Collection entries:
● ● ● ● ● ● ●

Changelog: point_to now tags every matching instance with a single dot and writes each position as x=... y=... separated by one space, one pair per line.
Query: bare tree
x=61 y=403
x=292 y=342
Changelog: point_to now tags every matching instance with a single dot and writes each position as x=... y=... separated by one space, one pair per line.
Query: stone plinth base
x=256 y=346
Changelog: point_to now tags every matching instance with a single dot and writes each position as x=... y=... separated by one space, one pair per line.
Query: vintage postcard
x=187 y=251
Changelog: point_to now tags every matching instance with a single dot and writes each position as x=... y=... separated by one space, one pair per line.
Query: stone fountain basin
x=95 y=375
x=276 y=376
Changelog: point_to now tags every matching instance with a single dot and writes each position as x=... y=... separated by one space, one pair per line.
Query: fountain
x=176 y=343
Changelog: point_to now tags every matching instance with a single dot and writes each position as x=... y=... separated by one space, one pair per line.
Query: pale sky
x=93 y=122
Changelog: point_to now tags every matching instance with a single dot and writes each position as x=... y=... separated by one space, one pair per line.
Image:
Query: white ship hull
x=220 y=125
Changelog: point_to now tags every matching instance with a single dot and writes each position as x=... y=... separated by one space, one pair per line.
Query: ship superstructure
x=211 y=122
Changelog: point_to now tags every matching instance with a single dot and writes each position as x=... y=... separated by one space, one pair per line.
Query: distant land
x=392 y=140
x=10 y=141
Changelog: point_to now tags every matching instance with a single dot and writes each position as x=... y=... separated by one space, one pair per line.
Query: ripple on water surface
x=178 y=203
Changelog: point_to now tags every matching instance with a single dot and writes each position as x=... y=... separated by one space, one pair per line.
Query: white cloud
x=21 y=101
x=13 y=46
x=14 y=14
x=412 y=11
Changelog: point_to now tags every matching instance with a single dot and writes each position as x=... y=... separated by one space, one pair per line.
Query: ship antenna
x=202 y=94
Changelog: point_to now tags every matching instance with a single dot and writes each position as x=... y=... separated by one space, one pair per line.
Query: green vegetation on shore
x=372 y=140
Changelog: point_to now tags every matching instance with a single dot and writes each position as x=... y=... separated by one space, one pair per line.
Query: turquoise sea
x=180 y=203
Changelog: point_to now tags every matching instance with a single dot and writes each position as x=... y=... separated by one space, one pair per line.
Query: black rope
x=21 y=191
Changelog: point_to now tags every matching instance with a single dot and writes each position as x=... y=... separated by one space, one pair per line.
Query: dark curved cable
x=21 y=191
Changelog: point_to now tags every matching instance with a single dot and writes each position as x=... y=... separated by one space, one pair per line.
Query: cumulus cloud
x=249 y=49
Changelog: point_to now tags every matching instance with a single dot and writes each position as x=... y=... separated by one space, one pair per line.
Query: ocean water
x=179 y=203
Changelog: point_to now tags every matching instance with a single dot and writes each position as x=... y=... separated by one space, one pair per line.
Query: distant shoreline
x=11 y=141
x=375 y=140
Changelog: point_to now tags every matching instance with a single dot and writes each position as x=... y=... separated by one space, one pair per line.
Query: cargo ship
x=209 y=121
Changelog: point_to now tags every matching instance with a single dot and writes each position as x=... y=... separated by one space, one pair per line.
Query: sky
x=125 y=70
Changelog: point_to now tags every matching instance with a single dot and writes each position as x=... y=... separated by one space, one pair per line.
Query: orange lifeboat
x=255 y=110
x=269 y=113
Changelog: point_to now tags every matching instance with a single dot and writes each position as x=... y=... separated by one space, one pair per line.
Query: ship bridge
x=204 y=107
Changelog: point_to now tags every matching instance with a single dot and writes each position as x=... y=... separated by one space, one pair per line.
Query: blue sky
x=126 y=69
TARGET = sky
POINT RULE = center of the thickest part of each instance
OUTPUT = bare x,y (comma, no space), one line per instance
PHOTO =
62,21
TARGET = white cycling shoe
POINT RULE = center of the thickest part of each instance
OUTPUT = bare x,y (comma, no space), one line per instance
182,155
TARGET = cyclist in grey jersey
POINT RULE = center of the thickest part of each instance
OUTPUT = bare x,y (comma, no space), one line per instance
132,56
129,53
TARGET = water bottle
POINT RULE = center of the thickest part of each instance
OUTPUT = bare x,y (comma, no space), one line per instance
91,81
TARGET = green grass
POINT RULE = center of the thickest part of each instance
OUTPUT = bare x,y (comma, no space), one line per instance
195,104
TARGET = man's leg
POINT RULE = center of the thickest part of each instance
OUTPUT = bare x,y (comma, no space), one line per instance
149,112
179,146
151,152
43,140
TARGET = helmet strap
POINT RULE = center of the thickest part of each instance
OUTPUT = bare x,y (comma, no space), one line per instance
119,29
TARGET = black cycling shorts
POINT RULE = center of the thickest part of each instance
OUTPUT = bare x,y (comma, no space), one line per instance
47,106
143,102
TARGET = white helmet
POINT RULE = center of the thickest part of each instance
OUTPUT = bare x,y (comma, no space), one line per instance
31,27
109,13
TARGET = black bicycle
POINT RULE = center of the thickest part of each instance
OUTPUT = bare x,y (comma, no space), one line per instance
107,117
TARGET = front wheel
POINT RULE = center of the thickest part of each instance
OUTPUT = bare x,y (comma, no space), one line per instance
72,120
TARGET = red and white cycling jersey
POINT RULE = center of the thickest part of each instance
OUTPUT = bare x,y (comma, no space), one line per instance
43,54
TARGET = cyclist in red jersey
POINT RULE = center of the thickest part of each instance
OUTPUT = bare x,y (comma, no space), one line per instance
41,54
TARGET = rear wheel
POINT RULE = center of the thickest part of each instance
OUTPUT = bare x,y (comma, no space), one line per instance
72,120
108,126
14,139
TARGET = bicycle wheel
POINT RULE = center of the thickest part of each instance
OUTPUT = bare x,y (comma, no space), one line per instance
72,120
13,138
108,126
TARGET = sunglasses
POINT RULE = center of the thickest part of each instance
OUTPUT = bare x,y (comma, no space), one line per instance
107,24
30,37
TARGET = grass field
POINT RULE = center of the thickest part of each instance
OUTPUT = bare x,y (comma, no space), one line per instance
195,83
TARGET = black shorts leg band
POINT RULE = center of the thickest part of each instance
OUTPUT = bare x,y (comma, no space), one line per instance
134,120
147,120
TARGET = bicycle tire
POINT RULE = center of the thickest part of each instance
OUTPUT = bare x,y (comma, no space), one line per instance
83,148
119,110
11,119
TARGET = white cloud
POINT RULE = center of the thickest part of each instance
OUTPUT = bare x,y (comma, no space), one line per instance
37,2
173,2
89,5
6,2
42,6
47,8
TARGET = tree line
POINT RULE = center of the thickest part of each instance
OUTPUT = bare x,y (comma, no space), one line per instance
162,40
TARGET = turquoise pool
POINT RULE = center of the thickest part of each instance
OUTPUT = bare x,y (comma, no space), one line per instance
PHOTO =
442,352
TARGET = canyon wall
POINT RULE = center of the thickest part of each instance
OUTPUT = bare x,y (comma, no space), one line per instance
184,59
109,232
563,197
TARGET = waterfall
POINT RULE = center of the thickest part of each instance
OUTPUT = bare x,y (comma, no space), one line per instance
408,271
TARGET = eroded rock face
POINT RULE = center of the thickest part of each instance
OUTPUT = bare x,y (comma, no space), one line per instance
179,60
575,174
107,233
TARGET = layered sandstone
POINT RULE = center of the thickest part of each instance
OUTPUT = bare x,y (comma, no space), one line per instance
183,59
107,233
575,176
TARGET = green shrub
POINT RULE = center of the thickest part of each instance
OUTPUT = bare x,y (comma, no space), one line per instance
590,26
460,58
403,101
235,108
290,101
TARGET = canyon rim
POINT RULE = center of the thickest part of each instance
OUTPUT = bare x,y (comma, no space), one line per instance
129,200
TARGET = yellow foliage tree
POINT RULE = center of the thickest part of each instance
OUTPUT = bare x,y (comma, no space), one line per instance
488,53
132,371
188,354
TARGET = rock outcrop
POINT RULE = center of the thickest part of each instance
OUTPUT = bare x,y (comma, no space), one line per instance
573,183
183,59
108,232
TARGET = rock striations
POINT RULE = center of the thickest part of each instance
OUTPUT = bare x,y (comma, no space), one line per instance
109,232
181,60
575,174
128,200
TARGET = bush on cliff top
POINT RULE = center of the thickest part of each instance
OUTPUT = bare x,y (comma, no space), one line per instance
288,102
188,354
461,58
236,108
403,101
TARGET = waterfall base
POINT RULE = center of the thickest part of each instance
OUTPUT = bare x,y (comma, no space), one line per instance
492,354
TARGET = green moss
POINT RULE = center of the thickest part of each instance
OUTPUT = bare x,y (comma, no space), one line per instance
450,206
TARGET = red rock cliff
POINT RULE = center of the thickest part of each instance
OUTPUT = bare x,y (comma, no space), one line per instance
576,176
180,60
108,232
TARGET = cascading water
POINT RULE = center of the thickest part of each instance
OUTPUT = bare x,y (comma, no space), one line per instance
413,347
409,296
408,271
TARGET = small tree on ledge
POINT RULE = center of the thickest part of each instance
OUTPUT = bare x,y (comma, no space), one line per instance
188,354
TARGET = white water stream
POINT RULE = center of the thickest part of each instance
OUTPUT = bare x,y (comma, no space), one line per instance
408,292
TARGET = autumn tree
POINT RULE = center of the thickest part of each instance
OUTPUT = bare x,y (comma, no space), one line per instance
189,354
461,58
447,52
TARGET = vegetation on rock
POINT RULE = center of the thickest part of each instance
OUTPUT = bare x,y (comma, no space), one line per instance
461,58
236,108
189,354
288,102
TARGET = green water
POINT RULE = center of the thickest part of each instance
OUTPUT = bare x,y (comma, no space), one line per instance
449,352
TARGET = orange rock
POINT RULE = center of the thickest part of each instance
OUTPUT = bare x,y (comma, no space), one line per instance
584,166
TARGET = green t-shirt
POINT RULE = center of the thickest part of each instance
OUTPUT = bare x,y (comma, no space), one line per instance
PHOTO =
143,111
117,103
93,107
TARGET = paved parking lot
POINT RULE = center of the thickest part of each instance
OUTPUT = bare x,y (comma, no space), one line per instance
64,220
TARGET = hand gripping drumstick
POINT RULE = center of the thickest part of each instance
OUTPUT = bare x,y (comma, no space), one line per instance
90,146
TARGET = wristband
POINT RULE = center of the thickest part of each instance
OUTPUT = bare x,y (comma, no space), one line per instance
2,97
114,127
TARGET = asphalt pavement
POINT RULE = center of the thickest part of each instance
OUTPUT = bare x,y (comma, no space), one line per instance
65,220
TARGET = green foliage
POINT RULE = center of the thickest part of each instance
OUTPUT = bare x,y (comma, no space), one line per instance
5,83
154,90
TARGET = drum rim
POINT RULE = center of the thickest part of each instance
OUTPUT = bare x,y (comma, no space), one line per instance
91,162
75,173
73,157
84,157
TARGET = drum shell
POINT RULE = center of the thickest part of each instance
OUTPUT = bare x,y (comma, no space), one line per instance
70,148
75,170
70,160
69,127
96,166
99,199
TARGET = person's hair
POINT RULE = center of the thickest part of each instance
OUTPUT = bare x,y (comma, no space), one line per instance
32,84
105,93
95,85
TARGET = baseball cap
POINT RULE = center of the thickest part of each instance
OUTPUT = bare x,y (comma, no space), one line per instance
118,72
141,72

● ● ● ● ● ● ●

What you will do:
Among the lines above, count those containing the string "rock"; please give the count alone.

Response area:
6